## What this task involves:
The records under this task must be duplicated exactly.

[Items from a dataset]
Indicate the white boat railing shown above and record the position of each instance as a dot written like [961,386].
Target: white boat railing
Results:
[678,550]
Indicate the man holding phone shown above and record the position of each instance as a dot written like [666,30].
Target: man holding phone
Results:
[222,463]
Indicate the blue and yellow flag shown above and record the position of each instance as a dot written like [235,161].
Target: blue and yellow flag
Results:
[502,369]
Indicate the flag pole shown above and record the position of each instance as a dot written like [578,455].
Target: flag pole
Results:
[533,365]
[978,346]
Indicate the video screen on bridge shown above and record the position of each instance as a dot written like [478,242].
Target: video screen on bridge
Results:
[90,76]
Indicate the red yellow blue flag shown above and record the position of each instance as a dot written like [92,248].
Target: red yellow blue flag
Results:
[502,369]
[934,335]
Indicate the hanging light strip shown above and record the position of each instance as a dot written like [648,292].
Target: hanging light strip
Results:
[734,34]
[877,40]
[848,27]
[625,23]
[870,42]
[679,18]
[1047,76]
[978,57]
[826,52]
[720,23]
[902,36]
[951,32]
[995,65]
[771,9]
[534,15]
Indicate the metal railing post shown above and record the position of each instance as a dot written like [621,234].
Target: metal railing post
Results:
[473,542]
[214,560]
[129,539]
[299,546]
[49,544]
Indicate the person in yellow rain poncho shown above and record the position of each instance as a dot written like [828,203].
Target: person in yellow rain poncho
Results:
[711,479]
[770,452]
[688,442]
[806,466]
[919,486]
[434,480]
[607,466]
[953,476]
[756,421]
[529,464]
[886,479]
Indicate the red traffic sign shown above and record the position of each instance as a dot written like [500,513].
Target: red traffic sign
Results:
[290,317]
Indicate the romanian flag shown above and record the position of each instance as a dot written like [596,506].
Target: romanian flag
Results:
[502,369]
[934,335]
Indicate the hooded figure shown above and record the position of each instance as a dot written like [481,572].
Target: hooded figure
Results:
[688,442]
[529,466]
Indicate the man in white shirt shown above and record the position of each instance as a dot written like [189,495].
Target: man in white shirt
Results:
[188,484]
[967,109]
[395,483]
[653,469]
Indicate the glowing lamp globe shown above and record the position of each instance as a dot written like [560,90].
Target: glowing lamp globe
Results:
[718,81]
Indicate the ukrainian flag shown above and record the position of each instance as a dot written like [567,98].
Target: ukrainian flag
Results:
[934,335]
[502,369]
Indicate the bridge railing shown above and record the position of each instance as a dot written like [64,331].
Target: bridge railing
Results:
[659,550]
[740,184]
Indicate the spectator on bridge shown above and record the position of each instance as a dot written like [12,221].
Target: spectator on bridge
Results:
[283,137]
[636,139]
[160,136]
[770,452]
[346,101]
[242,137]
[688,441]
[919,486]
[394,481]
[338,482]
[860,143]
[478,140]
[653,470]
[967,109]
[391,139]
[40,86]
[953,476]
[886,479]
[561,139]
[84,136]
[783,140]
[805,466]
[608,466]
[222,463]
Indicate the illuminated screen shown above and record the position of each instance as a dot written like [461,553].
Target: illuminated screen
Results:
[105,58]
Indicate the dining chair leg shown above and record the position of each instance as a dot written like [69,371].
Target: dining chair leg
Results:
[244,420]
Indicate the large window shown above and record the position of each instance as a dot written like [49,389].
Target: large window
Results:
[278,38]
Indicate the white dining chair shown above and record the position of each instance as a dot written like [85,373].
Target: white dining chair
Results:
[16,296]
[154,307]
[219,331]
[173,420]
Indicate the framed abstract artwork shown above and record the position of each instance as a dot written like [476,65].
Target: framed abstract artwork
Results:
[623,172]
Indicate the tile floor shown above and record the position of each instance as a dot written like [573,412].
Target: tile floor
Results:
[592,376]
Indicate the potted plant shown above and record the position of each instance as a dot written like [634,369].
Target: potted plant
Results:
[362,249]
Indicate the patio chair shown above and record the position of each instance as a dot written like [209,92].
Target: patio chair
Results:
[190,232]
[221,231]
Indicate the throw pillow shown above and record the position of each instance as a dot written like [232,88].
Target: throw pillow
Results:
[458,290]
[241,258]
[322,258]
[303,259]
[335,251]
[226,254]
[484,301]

## Answer section:
Indicate the white boat railing shown above and record the position of each instance as a dot written like [961,386].
Target: white boat railing
Results:
[678,550]
Indicate the man holding phone shown above and record the position of each instance as a dot written like [666,30].
Target: man holding phone
Results:
[222,463]
Indicate the blue and yellow flag shown above and record the position of each instance as a dot written like [235,161].
Target: blue and yellow flag
Results:
[502,369]
Indicate the flag pole shown above and record the position of each instance as a dot written like [578,455].
Target: flag pole
Results:
[533,365]
[978,346]
Indicate the video screen on bridge shown above and record the position of each instance as a dot written like [478,242].
Target: video screen on bridge
Results:
[90,76]
Indicate the red yellow blue flag shown above and record the position of each instance as a dot written like [92,248].
Target: red yellow blue flag
Results:
[502,369]
[934,335]
Indicate the hanging light strip shown above and record the position of each instance as a dot written like [648,292].
Target: hanging light strip
Results:
[734,34]
[877,40]
[848,27]
[625,23]
[870,42]
[679,18]
[1047,76]
[978,57]
[826,52]
[720,23]
[902,36]
[951,32]
[995,65]
[771,9]
[534,15]
Indicate the metal railing post shown above and record the position of each instance as a dot written like [621,234].
Target: metal railing post
Results:
[473,542]
[214,560]
[129,539]
[299,546]
[49,544]
Indicate the person in yellow rain poncho shown above and record the position of each instance as a dot written like [828,203].
Target: person in yellow rain poncho
Results:
[711,479]
[770,452]
[688,442]
[806,466]
[919,486]
[434,480]
[607,466]
[953,476]
[756,421]
[529,464]
[886,479]
Indicate the red traffic sign shown above and record the position of each instance as a dot written like [500,513].
Target: red traffic sign
Results:
[290,317]
Indicate the romanian flag shown above and record the position of each instance as a dot written like [596,506].
Target: romanian flag
Results:
[502,369]
[934,335]
Indicate the hooded figure shown above and record the position of each instance as a dot written like [481,572].
Target: hooded figure
Results:
[688,442]
[529,466]
Indicate the man in white shirt shown above and record the position of each instance as a dot written like [189,495].
Target: man in white shirt
Results:
[188,484]
[967,109]
[395,483]
[653,469]
Indicate the glowing lamp globe shown above and record the position of each instance as a dot written like [560,90].
Target: glowing lamp globe
Results:
[718,81]
Indicate the ukrainian flag shown above and record the position of each instance as a dot written like [567,98].
Target: ukrainian flag
Results:
[934,335]
[502,369]
Indicate the bridge railing shown above and record the position of each instance as a dot written like [64,331].
Target: bridge railing
Results:
[659,550]
[740,184]
Indicate the spectator on bridge shown above and record the position of each instance as a dot written like [12,221].
Target: spectator on bridge
Results:
[283,137]
[636,139]
[160,136]
[770,452]
[346,101]
[242,137]
[688,441]
[919,486]
[394,481]
[338,482]
[860,143]
[478,140]
[653,470]
[967,109]
[391,139]
[40,86]
[953,476]
[886,479]
[561,139]
[84,136]
[783,140]
[805,466]
[608,466]
[222,463]
Indicate the illuminated screen shown above and record the position of each instance as a dot written like [461,553].
Target: illuminated screen
Results:
[105,58]
Indicate the dining chair leg shown above and record the position of each instance as a dot written like [69,371].
Target: dining chair leg
Results:
[244,420]
Indicate the large window shown above and record the position of each instance as a dot written like [49,389].
Target: large window
Results:
[278,38]
Indicate the white dining chair shown above and record the position of each instance as a dot written like [85,373].
Target: white dining chair
Results:
[16,296]
[154,307]
[219,331]
[173,420]
Indicate the framed abstract artwork shown above and record the position of each instance as a dot written like [476,65].
Target: framed abstract artwork
Results:
[623,172]
Indicate the tile floor shown above and record the position of each instance as a dot written like [573,412].
Target: tile floor
Results:
[592,376]
Indicate the potted plant shown above and record the position of each instance as a dot written like [634,369].
Target: potted plant
Results:
[362,249]
Indicate the patio chair shown above and record the position of each instance as a dot written like [209,92].
Target: patio chair
Results:
[190,232]
[221,231]
Indicate the throw pillow shown above and record the position of each instance as a dot written like [232,88].
Target: throw pillow
Results:
[458,290]
[241,258]
[322,258]
[303,259]
[335,251]
[226,254]
[484,301]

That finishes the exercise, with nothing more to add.